Source document:
══════

Skip to main content

Wasting your time with Test Automation

Software Testing is essentially an infinitely time consuming task being attempted in a finite time. The 'test space' is almost always vast and near infinite. Your time to test is usually counted in hours. There's an obvious mismatch there. We're testers, we are hired to to help marry the two. We need to find as many issues, and important issues, in that vast test-space in less than a few hours. Thats fine, thats testing, thats what testers work (live?) for.

Roll on Test Automation, our saviour, it can check vast areas of the test space rapidly and efficiently. It can use its 'Data' ( http://en.wikipedia.org/wiki/Data_%28Star_Trek%29 ) like abilities to test the application tirelessly. No? Well Ok, It could 'check' the application tirelessly, for a set of expected results. This itself is potentially valuable, and could examine a range of combinations or test data that we could not be reach alone.

Why do many of the test automation efforts I've witnessed on customer sites, not deliver this? Many customers seem to put in the hard work, they've made a serious time and effort contribution to the problem. So why do they seem to be spending more and more time fixing the tests? slowly lowering their expected 'pass rate'? or re-running the tests until they 'give the right result'.

One major issue is reliability, the 'tests' are just not reliable enough, for what they were intended to do. The large array of checks should be slowly helping the testers more and more by helping them reach those hard to reach parts of the application. But the unreliable nature of the tests mean that each newly implemented check is actually just adding to the signals noise and the maintenance burden.

Lets look at an example, Say we have 300 'automated tests'.

Lets assume these tests are 95% accurate, and only give a false positive 5% of the time.
(This 5% could be down to a plethora of causes such as flakiness in the test-tool itself, problems with the wider system/support systems, network issues, out-of-date 'expected results' - or even poorly written test code.)

Also, lets say the tests are applied in the correct areas and would highlight 15 bugs in the system.
I'll be even more generous and say that if the tests find a bug when testing a buggy area- then there definitely is a bug.
(no false negatives)

That means that the checks will correctly flag the 15 real bugs.
They will also false-flag (300-15) x 5% = 14 fake-bugs

When the checks finish: 14 of 29 or 48% of the results will be false positives or incorrect indications of a bug.

So in summary, even if the tests are 95% reliable (thats high from my experience) then approximately half of the testers work, reviewing the results, will potentially be a waste of time. Time that could be spent looking at the system under test is instead spent looking at flaky test results and bad test code. Those precious few hours of testing are misspent.

══════

Available data:
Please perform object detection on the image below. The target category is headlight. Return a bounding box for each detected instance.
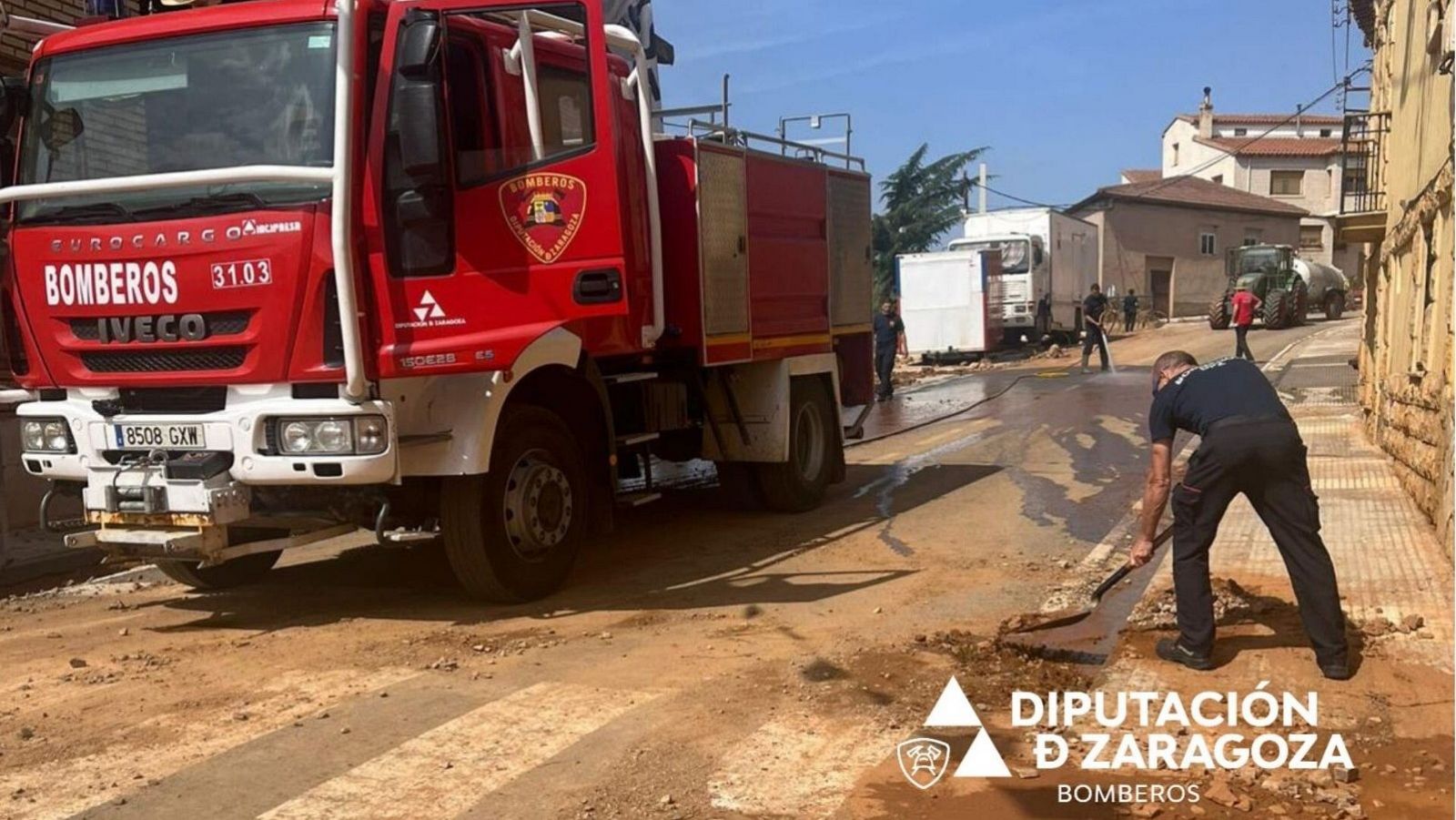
[20,418,75,453]
[274,415,389,456]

══════

Task prompt: Write a continuation of the test automation article, picking up right after its last sentence. The listing has nothing to do with the test automation article.

Response to this exercise:
The solutions are not as simple as just 'making the tests more reliable'. While having well written code, and good infrastructure can help immensely, the problems tend to be more fundamental. Some of the problems and solutions I've seen are:


  1. The checks are asking binary questions [of complicated systems]. Try giving reports back instead, rather than hard pass/fail results. For example: is a HTTP 302 response a FAIL when you expected a HTTP 200? It might just be that the application has changed. A report covering the actual findings and all the other information that you get for free might be more useful. For example: How long did that response take? what was the size of that response? You could view those results directly or even analyse / graph them as you see fit - looking for patterns/issues. PASS/FAIL checks often seem to be 'change detection' systems rather than 'bug detection' systems.
  2. Keep the checks simple, really simple. Its difficult to write the complicated code needed to handle the various inputs, outputs and state changes a real system undergoes. It's the very reason we find work as testers, we are not immune to the problem of complex code. 
  3. Be aware that these are just 'checks' and all they can do is report. They can never find the 'human stuff'. They can't question or investigate the system. Leave time and resource for using your own testing skill to tackle the system. For example, trying to get your checks to do a visual 'layout' check for example can lead to time-consuming problems. See (4) You, yourself, could perform such a test in seconds, and probably provide better feedback.
  4. Beware of using test automation with GUI's. GUI's are uniquely designed for human use, they:
  •  Update in human-time frames, not at machine speeds - So you may 'check' at the wrong point in time. 
  •  Report information visually, and so use visual effects that can make test automation messier. 
  •  Are often out-of-sync with back-end server systems (Their code runs in a browser or in a separate thread etc) 
  •   Require the test tool to emulate user behaviour when 'automating' a check, programming the keyboard events, mouse clicks/events etc making the test-code more complicated. Look into accessing the System through other more programatic interfaces, for example use the XML, JSON or RMI API etc 'behind' the GUI if its available. You maybe able to check much of the systems logic through this route. And if you can't - You might have found an issue - i.e.: Lots of the application logic is in the GUI, when it might be better off on the server.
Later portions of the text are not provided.